▸ **Try it**
Sift the material for lines containing "point", and return them.
*** Block opens ***
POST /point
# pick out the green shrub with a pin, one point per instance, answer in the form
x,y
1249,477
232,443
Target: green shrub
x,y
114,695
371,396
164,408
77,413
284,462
*** Block closes ***
▸ **Solution to the exercise**
POST /point
# pick out the green shrub with a pin, one point per instance, answer in the form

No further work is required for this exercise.